"""

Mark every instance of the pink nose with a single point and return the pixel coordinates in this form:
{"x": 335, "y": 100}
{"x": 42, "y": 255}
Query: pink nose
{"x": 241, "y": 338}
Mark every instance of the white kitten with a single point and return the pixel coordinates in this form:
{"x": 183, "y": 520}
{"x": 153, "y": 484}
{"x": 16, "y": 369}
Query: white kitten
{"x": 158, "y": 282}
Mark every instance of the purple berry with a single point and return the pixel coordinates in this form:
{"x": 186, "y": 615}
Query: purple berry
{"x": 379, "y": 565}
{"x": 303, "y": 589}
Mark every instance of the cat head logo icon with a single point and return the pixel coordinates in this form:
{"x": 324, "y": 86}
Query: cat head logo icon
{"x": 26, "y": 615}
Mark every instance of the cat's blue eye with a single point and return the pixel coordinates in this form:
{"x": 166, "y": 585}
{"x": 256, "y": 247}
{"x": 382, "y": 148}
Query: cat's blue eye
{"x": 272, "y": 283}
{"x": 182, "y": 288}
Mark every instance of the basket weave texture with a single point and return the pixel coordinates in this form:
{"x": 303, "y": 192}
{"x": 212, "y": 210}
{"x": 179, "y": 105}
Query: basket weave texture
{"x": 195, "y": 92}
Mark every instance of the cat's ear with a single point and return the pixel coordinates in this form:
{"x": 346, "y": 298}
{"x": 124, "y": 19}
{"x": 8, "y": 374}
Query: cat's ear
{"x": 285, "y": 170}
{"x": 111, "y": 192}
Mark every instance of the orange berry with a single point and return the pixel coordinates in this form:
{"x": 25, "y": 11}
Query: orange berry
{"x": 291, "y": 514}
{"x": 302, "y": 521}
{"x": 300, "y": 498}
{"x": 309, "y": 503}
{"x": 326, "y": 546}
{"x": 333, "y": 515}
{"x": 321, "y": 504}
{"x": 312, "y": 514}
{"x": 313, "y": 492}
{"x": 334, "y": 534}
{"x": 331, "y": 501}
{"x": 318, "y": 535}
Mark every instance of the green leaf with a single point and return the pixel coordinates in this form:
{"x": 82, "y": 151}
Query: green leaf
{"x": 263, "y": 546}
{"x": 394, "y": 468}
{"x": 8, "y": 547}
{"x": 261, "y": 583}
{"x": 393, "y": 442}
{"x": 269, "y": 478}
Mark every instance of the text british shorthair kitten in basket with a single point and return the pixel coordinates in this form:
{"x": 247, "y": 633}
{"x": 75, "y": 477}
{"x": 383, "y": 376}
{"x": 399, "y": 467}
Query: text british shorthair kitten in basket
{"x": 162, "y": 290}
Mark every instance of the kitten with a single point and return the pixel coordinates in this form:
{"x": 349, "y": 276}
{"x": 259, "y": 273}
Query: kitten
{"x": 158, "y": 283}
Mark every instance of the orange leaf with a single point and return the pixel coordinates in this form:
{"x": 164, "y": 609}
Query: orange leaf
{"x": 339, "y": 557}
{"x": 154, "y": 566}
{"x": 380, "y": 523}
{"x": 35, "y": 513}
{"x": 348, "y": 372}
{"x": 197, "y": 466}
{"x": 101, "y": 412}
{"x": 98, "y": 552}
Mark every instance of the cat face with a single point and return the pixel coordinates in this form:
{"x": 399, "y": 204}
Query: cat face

"""

__Set task__: Extract exactly the lines between the line containing "Mark every instance of the green" and the end of the data, including both.

__Full response__:
Mark every instance of the green leaf with a single point and return the pixel coordinates in this form:
{"x": 82, "y": 151}
Query: green leaf
{"x": 263, "y": 546}
{"x": 394, "y": 468}
{"x": 8, "y": 547}
{"x": 261, "y": 583}
{"x": 393, "y": 442}
{"x": 269, "y": 478}
Mark every instance of the text british shorthair kitten in basket with a single point and return the pixel coordinates in this form:
{"x": 247, "y": 633}
{"x": 75, "y": 477}
{"x": 383, "y": 376}
{"x": 399, "y": 467}
Query: text british shorthair kitten in basket
{"x": 162, "y": 290}
Mark every instance of the kitten with a single point and return the pixel coordinates in this form:
{"x": 349, "y": 276}
{"x": 259, "y": 273}
Query: kitten
{"x": 158, "y": 283}
Mark every instance of the orange leaf with a single point and return the pixel coordinates in this form:
{"x": 164, "y": 609}
Query: orange leaf
{"x": 339, "y": 557}
{"x": 154, "y": 566}
{"x": 380, "y": 523}
{"x": 35, "y": 513}
{"x": 348, "y": 372}
{"x": 197, "y": 466}
{"x": 101, "y": 412}
{"x": 98, "y": 552}
Mark every instance of the cat face with a single point and return the pixel coordinates in this form:
{"x": 399, "y": 204}
Query: cat face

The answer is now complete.